Location identification items =>
☆ ☆ ☆
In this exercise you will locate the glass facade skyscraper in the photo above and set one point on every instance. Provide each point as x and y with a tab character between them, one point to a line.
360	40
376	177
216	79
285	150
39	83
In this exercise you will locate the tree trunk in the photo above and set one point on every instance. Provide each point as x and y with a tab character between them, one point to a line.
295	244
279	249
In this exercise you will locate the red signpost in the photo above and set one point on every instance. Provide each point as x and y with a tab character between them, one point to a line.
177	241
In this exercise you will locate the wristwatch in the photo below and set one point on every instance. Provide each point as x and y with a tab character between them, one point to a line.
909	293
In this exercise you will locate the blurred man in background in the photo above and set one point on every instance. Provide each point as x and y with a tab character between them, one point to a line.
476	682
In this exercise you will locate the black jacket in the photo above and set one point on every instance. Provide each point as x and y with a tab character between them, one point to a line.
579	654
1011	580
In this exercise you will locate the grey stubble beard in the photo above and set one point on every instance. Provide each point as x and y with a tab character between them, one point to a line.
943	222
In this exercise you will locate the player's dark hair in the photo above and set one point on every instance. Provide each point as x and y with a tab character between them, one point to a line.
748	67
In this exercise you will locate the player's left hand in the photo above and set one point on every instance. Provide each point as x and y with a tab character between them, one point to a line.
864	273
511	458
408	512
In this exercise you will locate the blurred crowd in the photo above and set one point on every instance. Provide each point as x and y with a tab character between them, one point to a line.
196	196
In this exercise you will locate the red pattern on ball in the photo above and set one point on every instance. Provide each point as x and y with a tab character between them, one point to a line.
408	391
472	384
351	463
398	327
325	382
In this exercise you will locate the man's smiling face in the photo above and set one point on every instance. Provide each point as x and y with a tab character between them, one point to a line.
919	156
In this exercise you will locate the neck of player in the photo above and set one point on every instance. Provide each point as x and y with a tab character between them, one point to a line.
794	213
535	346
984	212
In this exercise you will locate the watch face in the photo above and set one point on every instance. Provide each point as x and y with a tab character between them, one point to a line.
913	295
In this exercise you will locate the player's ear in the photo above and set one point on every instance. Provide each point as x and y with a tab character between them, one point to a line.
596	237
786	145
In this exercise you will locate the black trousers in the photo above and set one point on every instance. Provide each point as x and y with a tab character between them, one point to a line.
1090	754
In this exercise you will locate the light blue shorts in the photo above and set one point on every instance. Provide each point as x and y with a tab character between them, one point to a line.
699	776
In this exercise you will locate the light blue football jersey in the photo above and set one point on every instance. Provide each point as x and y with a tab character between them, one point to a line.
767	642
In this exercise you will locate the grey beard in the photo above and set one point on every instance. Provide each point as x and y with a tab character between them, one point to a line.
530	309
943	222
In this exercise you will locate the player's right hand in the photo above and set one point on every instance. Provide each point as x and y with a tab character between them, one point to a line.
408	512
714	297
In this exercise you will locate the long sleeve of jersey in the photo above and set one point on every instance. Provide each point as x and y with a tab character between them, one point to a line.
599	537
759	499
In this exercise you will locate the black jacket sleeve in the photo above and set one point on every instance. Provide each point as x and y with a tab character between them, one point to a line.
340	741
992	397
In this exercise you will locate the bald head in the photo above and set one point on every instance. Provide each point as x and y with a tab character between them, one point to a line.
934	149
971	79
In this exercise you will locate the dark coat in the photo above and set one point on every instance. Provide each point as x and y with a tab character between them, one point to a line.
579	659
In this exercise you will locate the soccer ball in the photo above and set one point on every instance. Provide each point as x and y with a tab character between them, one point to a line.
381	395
☆ ☆ ☆
Prompt =>
Every entry should be output exactly as written, please.

Reply =>
In this exercise you will locate the glass facade skyscraper in the photo above and set one point on every instance. Provide each point as x and y with a tab character between them, one point to a line.
360	40
376	177
216	79
285	150
39	83
In this exercise you will locate the tree trunk in the photo above and set one point on every instance. Provide each point as x and y with a tab character between them, one point to a line.
295	244
279	249
In this exercise you will locate the red signpost in the photo above and set one point on every instance. Provide each point as x and y with a tab character between them, one point to a line.
177	241
In this exercise you will locate the wristwatch in the photo below and set one point on every instance. Provide each point as x and y with a tab character between them, one point to a line.
909	293
In this exercise you will locate the blurred man in background in the photo above and set one point on every instance. Provide each point as x and y with a tab character between them, one point to a line.
476	682
In this exercise you will locate the black jacket in the photo above and set one point on every instance. Provide each point as x and y with a tab character between them, one point to a line.
579	654
1011	580
In this exercise you will locate the grey stubble beard in the photo above and set one point on every instance. Provide each point as x and y with a tab character between them, one point to a line.
943	222
In this exercise you will locate the player's dark hair in the photo above and set one point on every instance. Provide each point as x and y with a tab character between them, one point to a line.
748	67
In this exercise you will locate the player's left hand in the photo above and set one point on every instance. Provide each point as x and y with a tab character between them, one point to a line.
864	273
511	458
408	512
In this exercise you will locate the blurred crowd in the photo above and set one point on every instance. Provide each point as x and y with a tab character between them, one point to a line.
196	196
In this exercise you will locate the red pattern on ball in the photo above and set one point on every instance. Provide each point as x and y with a tab character between them, one point to a line.
408	391
472	384
351	463
398	327
325	382
In this exercise you will locate the man's smiling face in the photo above and set one point on every instance. Provide each point as x and y with a tab character between them, one point to a line.
919	156
In this exercise you will locate the neck of player in the photo above and set one point on every instance. Provide each point as x and y with a tab character between them, one point to a line.
794	213
535	346
984	212
In this exercise you will locate the watch face in the photo above and set one point on every instance. Provide each point as x and y with a tab character between them, one point to a line.
913	295
In this exercise you will locate the player's ear in the photo above and set one point on every instance. Provide each point as x and y with a tab character between them, one point to a line.
596	237
786	145
In this exercise you will locate the black trousers in the photo above and set one point on every instance. Provide each point as x and y with a tab character between them, one point to a line.
1090	754
In this exercise you will locate the light blue shorts in the photo above and set one point on every instance. Provide each point as x and y with a tab character between them, one point to a line.
699	776
In this exercise you will locate the light blue football jersey in the photo above and set one point on every instance. Provide each point as x and y with a tab character between them, one point to a line.
767	642
In this exercise you will locate the grey beard in the photo above and set one point on every instance. Provide each point as x and y with a tab character between them, one point to a line.
530	309
943	222
In this exercise you will locate the player's right hand in the photo above and set one point on every instance. Provide each point as x and y with a tab character between them, one point to a line.
408	512
714	297
In this exercise you will locate the long sleeve of jersey in the photo above and set one point on every instance. Provide each point as x and y with a tab character between them, one point to a line.
599	537
759	499
In this exercise you will locate the black jacket sleeve in the photo above and set one point on every instance. Provide each point as x and y with a tab character between them, one point to a line.
340	741
992	397
In this exercise you will locate the bald head in the photo above and set one point on every instance. Provide each point as x and y with a tab character between them, one point to a line.
934	149
971	79
In this exercise you will locate the dark coat in the photo above and set one point on every instance. Provide each point as x and y with a tab character between them, one point to a line.
579	659
In this exercise you will locate the soccer ball in the photo above and set one point on every instance. Provide each point as x and y with a tab character between them, one point to a line.
381	395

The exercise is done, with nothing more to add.